** STATED PROBLEM **
Starting at the beginning of the material and stopping after the line containing "x=230 y=127", replace "keypoint" with "marker" and leave everything else unchanged. Omit the pictures from your answer.

──────────────────────────────

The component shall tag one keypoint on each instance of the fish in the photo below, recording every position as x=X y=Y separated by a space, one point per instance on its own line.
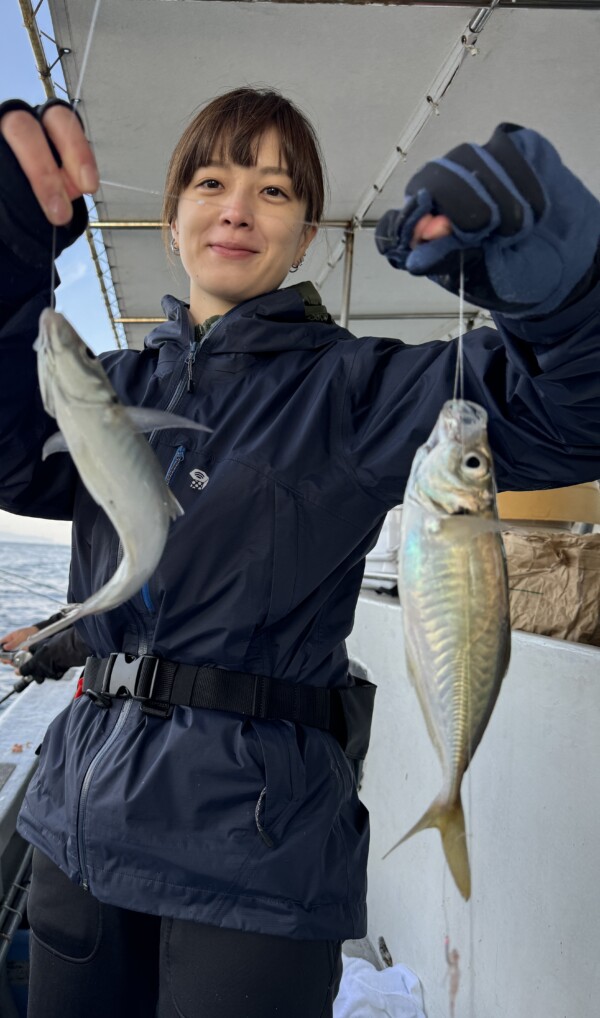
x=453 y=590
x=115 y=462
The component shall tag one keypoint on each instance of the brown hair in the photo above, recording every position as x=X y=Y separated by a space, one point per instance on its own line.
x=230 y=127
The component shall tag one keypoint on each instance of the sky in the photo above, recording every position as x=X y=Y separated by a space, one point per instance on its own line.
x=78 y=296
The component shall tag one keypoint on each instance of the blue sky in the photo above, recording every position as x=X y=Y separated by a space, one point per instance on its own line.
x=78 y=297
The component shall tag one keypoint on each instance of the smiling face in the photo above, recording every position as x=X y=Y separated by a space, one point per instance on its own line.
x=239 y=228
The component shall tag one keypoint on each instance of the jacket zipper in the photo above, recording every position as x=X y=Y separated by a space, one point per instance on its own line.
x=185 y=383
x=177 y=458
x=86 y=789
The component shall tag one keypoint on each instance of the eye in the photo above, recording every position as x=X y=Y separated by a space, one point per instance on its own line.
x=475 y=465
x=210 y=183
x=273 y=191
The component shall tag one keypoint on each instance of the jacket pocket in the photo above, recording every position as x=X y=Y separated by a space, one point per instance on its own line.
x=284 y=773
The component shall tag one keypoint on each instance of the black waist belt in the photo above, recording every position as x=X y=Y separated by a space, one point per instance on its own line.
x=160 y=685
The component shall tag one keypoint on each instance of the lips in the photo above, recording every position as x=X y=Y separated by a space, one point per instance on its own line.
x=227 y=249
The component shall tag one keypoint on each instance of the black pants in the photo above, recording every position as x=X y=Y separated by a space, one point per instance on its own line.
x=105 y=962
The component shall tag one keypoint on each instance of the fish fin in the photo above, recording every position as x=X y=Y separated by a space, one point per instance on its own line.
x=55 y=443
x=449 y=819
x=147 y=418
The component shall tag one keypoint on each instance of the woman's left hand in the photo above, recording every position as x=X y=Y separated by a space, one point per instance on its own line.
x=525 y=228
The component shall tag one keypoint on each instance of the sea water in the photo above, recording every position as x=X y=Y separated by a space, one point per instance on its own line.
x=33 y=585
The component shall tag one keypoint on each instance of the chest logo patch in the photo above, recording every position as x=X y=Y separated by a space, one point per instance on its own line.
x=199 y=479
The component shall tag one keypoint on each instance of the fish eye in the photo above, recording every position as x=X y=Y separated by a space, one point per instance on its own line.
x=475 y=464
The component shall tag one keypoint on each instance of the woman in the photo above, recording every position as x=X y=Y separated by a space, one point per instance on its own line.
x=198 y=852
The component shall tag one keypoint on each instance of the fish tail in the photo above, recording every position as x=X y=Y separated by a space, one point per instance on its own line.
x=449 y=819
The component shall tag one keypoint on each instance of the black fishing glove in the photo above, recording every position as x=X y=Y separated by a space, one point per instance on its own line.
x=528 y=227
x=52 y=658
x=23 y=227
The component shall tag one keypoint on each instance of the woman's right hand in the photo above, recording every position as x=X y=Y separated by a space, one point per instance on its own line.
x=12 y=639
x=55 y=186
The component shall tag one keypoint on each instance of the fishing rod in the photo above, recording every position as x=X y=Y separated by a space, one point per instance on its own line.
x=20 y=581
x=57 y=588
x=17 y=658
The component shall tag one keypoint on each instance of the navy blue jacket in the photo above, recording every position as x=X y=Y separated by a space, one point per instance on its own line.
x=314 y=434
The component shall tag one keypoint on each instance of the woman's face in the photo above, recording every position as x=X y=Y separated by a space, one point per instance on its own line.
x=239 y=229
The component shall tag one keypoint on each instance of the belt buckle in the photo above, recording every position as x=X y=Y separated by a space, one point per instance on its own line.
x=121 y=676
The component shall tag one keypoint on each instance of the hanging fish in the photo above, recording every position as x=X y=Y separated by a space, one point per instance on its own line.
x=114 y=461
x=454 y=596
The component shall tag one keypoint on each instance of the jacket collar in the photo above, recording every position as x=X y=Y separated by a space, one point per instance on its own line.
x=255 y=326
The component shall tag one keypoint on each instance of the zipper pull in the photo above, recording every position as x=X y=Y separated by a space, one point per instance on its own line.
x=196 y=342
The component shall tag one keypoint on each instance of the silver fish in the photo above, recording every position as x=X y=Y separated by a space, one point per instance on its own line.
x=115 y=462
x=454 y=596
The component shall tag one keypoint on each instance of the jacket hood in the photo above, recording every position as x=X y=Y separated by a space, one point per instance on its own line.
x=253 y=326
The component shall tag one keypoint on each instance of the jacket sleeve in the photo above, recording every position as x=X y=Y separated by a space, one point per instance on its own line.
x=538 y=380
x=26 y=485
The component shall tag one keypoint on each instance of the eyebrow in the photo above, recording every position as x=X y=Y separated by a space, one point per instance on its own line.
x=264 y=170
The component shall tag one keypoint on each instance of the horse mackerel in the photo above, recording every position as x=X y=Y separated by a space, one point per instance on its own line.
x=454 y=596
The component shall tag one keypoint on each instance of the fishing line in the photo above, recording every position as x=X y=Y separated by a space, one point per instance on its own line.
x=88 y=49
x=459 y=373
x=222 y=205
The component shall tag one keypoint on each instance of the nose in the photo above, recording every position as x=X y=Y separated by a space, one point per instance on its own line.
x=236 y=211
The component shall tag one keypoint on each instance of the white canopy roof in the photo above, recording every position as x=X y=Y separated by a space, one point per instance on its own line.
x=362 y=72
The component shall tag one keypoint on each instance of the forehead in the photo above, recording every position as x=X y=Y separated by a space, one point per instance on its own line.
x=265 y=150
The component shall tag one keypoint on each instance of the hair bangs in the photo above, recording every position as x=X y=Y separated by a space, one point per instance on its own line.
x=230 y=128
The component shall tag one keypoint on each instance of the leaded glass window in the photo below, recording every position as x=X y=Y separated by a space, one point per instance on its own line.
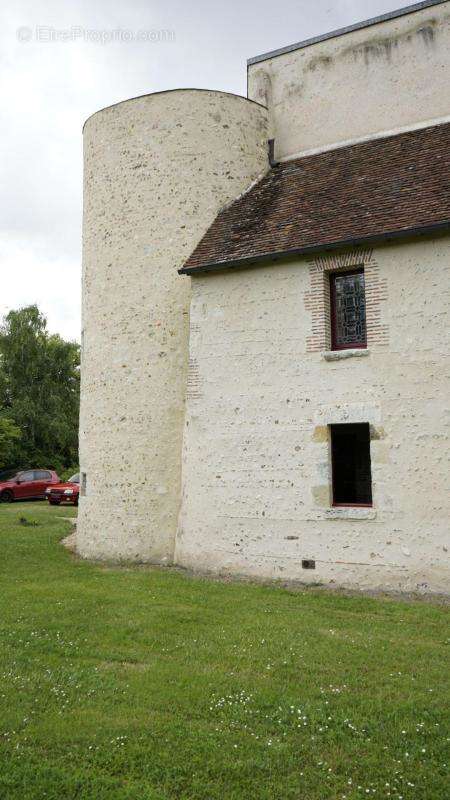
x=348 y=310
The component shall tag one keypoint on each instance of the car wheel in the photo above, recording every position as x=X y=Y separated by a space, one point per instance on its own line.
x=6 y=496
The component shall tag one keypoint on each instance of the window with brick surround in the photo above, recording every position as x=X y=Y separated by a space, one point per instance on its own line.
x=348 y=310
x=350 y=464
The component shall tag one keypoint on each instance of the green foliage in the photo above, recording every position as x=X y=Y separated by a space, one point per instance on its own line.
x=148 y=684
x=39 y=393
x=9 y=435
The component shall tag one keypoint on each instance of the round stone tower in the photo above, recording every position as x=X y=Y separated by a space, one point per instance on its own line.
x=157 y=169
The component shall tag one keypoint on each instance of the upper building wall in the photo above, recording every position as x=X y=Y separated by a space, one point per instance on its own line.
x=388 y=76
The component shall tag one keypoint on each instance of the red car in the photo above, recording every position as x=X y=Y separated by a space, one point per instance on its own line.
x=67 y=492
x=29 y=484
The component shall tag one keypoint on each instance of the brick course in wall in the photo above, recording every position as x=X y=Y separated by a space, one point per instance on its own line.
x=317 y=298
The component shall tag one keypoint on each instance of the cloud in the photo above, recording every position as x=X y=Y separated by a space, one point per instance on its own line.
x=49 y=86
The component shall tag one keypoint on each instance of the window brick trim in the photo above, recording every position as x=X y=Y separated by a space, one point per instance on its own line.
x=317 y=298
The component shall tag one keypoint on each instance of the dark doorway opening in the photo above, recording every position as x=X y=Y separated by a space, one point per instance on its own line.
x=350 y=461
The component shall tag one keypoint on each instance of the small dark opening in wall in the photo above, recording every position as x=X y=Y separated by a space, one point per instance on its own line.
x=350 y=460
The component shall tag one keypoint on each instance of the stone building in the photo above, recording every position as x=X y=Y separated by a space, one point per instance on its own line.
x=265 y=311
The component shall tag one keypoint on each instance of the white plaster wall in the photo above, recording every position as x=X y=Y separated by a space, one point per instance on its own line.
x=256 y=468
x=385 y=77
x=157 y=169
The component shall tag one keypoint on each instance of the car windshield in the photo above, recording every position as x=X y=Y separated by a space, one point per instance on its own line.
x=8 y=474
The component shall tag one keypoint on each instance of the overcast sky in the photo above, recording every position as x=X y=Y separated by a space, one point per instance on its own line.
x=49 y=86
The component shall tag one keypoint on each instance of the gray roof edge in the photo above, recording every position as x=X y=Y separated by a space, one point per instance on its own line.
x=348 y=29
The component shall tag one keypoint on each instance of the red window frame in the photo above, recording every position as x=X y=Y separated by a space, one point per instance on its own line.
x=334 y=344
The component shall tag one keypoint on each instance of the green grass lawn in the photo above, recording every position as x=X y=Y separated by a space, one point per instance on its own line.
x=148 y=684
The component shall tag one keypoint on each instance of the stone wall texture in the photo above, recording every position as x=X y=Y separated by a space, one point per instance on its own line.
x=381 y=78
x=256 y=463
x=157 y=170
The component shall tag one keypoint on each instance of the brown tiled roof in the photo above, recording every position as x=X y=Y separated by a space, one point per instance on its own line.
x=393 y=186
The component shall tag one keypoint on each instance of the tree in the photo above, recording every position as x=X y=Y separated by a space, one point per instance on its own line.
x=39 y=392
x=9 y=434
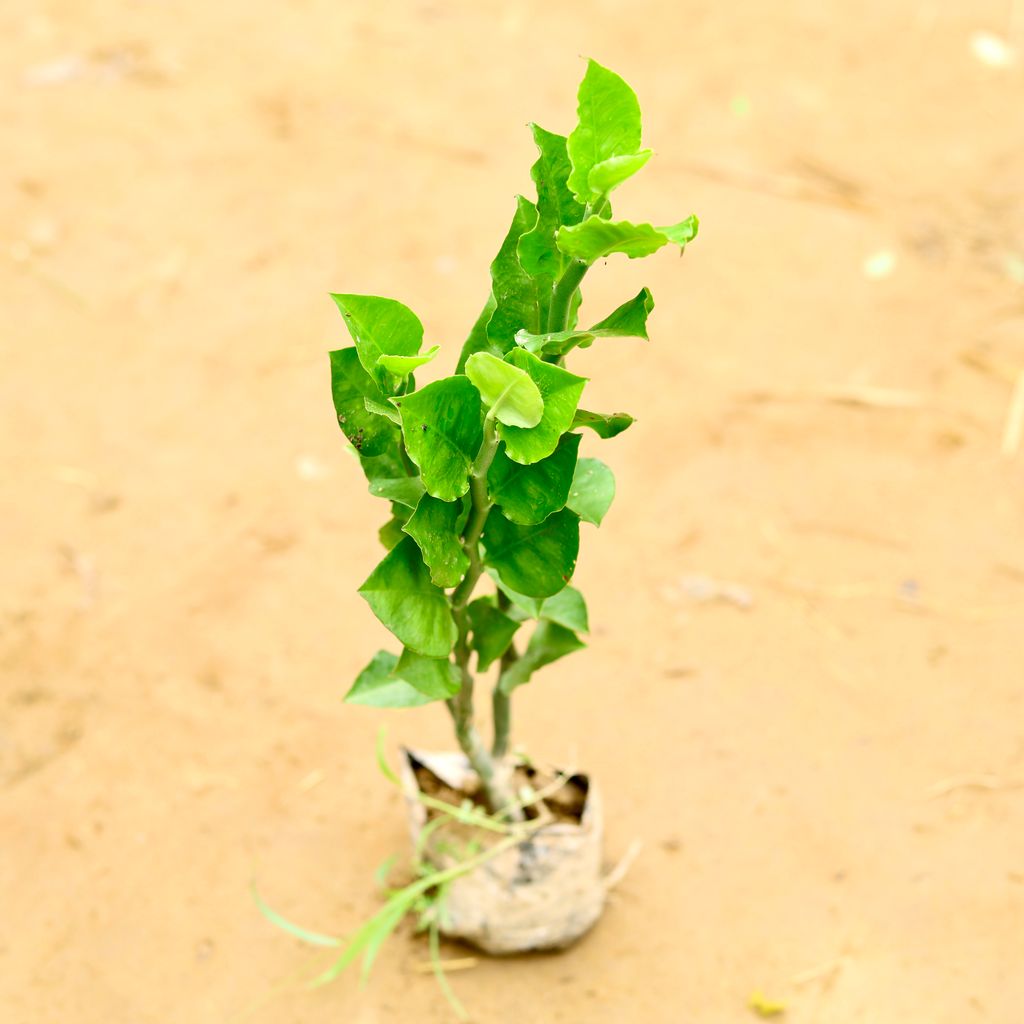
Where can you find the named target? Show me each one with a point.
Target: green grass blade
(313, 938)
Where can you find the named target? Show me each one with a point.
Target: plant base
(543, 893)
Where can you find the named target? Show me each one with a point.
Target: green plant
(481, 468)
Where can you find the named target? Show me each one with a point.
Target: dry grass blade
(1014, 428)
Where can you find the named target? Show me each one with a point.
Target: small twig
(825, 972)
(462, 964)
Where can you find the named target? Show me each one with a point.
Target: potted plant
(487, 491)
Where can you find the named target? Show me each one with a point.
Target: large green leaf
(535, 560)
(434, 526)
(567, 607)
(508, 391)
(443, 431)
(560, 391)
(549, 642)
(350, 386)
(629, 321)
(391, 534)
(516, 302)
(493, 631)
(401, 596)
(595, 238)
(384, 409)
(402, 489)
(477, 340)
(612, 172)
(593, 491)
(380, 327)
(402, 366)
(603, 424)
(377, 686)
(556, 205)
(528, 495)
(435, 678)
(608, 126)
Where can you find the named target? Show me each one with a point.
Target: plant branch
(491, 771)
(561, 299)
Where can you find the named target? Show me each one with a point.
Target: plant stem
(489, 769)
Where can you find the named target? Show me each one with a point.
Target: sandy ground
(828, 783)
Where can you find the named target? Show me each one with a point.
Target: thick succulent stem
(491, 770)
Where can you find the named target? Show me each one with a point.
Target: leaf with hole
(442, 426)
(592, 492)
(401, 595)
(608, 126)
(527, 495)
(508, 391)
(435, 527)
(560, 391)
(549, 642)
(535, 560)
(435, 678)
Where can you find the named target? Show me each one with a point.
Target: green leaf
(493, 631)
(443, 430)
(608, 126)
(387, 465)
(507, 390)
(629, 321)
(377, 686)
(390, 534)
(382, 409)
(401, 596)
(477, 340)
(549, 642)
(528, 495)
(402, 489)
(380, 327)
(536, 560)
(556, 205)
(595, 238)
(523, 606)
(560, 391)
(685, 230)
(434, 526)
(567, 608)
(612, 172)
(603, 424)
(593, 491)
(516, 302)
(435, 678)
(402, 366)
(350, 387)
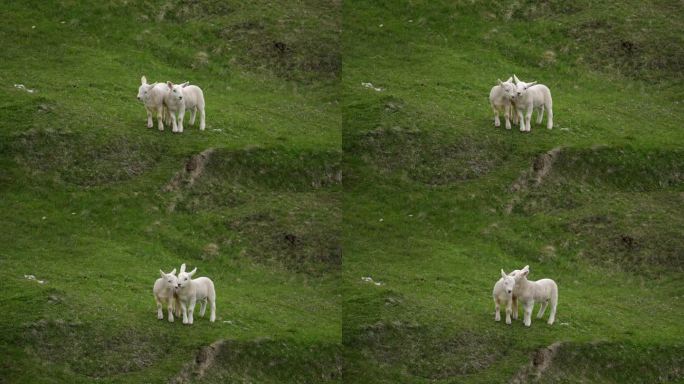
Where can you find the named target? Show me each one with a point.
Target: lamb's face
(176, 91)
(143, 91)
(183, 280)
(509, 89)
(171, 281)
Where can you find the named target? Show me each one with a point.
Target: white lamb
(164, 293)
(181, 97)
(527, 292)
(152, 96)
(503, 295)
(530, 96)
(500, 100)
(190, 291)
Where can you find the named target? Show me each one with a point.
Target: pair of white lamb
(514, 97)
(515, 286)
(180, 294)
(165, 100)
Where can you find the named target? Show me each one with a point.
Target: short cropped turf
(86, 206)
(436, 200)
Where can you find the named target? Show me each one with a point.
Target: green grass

──────────────────────────────

** COMPLETED EXERCISE **
The component shall tag one marker on each instance of the fish in the photo below, recording every position as x=X y=Y separated by a space, one point per instance on its own line.
x=453 y=590
x=115 y=462
The component shall tag one marker on each instance of the brown hair in the photo above, recording every position as x=X y=Y separated by a space, one point per instance on its own line.
x=230 y=127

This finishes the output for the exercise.